#### [Work to complete]
Tally the lines in the rows below that contain the string "logo", treating uppercase and lowercase letters as distinct, and give only the resulting number.

#### [Working data]
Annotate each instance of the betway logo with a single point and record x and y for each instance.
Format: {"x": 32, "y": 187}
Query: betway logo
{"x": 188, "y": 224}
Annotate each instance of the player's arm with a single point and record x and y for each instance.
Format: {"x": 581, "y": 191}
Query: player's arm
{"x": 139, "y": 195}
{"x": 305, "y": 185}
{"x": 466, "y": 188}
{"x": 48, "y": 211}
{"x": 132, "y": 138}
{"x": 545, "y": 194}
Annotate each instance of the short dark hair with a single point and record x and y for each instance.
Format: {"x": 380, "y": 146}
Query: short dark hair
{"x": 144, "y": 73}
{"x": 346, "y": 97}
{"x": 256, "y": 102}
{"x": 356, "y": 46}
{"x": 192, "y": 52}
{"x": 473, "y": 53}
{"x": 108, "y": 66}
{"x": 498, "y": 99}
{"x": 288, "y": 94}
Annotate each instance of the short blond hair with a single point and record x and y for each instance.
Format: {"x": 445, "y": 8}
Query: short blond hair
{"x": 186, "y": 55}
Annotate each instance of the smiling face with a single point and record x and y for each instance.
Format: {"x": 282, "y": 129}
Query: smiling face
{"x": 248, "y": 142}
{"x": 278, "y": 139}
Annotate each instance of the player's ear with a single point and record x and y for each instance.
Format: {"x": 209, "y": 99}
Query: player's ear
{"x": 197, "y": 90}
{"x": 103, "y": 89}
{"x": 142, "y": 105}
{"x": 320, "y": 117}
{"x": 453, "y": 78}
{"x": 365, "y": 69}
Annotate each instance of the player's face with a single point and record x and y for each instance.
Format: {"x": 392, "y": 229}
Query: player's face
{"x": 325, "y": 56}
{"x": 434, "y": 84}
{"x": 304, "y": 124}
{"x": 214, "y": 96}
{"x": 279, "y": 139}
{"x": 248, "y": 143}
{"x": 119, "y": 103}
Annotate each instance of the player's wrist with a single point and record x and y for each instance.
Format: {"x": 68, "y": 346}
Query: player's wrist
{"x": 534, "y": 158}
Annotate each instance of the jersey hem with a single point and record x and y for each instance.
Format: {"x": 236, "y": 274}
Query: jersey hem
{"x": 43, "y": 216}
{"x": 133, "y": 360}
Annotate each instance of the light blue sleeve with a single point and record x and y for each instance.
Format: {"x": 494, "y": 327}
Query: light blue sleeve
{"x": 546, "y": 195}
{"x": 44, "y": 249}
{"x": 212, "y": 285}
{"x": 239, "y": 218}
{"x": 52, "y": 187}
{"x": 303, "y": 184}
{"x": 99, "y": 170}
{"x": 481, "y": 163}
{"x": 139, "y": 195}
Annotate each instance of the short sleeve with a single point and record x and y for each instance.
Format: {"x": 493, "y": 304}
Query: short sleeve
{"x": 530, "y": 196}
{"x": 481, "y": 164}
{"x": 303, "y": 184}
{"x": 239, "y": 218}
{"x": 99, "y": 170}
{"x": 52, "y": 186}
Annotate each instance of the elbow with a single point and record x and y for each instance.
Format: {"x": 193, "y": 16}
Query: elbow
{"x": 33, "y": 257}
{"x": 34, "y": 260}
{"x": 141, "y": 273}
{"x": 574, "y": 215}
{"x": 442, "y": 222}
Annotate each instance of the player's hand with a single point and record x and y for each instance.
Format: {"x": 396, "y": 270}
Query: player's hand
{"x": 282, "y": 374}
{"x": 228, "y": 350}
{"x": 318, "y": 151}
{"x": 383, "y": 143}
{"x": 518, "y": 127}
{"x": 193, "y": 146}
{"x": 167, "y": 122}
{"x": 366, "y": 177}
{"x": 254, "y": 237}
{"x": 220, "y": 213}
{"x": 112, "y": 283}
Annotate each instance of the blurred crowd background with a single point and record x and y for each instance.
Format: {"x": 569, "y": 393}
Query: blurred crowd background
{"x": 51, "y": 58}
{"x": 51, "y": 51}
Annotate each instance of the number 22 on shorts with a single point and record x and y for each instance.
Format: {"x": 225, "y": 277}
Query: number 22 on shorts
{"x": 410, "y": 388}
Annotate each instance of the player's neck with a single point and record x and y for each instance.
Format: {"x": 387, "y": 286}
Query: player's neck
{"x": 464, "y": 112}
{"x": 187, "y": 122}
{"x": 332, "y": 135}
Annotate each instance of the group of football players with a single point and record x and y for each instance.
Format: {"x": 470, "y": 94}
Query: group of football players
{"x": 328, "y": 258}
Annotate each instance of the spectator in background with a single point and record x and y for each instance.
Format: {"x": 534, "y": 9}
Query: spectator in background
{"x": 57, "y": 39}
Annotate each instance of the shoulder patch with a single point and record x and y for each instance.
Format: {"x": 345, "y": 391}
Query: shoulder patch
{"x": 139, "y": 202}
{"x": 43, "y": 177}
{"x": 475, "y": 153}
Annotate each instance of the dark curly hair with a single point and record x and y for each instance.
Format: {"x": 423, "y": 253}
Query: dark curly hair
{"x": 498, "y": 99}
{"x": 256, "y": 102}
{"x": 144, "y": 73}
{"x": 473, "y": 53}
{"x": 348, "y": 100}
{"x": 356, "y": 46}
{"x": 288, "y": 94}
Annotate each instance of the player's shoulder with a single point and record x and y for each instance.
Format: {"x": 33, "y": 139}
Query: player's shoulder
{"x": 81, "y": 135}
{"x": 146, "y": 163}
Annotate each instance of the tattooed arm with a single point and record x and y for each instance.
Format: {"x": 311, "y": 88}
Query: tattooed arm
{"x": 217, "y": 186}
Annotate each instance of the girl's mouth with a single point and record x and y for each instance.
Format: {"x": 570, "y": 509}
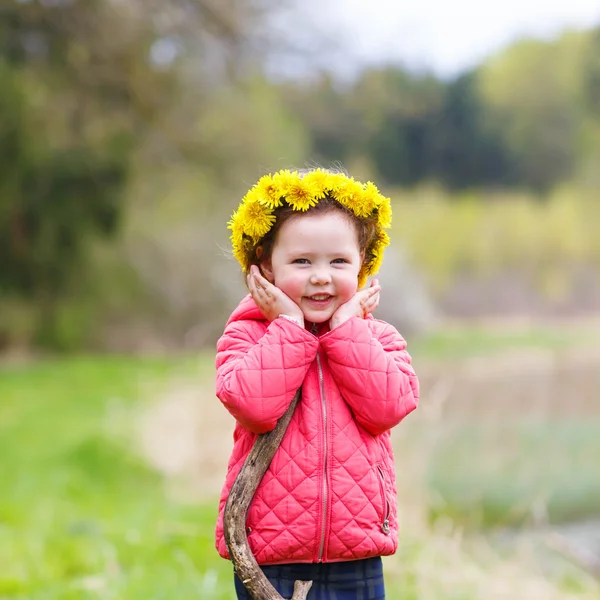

#### [Reply]
2